* _Exercise_
Answer these questions from the text on measuring physical behaviors at work and leisure:
(a) On which part of the body was the accelerometer placed?
(b) How was leisure time defined?
(c) How many workers were excluded for being department leaders or students, on holiday, pregnant, or unwilling to take part?

* _Reading passage_
Physical behaviours at work and leisure time was assessed using data from one tri-axial ActiGraph GT3X+ accelerometer (Actigraph, Pensacola, FL, USA). The accelerometer was placed on the right thigh using double-sided adhesive tape (3 M, Hair-Set, St. Paul, MN, USA) and Fixomull (Fixomull BSN medical GmbH, Hamburg, Germany). Accelerometer data were downloaded using the Actilife Software version 5.5 (Actigraph, Pensacola, FL, USA) [29] and analysed using the custom-made MATLAB program Acti4 (The National Research Centre for the Working Environment, Copenhagen, Denmark) [30]. In brief, the Acti4 program derive instantaneous average parameters (i.e. mean and standard deviation of acceleration, inclination) from thigh-worn accelerometer signal using overlapping 2-s intervals. Based on these parameters and a rule-based decision tree, physical behaviours (i.e., cycling, stair climbing, running, walking, standing, sitting and lying) were classified [19]. The Acti4 program has been shown to separate physical behaviours with high sensitivity and specificity under both semi-standardized [30] and non-standardized conditions [31].

Day of the week, daily work hours, leisure time and time-in-bed were defined from the participants’ daily diary. Specifically, leisure time was defined as waking time not at work. Non-workdays were defined as days where the participants had not reported a working period. Only workers having at least 1 day of valid accelerometer measurements of both work and leisure time periods were included in this study. A valid day was defined as having at least 4 h of accelerometer-derived work and leisure time or what corresponded to at least 75% of the individual’s average work and leisure time. To decrease the risk of reverse causality between work periods and leisure time, we only considered leisure time following work. Moreover, time-in-bed was not considered in this study.

Figure 1 shows the flowchart of the study population. A total of 1207 eligible workers answered the questionnaire and/or participated in the physical health check. Of these workers, 40 were excluded as they were department leaders or students, on holiday, pregnant or because they did not want to participate. A total of 204 workers were excluded from the study as they did not valid have leisure time accelerometer measurements on at least one weekday. Therefore, a total of 963 workers were included in the study.

Collection entries
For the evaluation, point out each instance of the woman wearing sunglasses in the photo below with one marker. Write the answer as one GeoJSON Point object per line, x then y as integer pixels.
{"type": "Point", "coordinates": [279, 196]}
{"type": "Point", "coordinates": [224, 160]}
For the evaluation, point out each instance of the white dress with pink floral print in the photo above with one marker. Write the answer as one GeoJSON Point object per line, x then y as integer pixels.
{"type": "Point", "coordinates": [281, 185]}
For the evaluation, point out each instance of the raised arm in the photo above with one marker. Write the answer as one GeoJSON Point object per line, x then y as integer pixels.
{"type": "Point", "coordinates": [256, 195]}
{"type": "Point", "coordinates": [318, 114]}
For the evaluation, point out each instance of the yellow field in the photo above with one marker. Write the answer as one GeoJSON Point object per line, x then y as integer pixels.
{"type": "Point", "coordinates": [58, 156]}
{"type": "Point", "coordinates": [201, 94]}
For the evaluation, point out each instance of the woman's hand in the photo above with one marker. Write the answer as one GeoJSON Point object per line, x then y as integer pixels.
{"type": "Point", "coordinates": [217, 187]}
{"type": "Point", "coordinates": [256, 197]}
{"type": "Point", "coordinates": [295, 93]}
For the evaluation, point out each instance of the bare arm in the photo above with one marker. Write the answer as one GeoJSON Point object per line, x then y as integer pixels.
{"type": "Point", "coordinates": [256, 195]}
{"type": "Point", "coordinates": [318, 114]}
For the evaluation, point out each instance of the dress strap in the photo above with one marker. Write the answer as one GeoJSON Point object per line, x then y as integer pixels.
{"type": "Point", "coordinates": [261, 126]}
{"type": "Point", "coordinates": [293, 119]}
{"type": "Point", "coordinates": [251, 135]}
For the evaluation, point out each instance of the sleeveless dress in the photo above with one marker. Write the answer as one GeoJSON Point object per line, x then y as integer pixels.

* _Task output_
(a) The right thigh.
(b) Waking time not at work.
(c) 40 workers.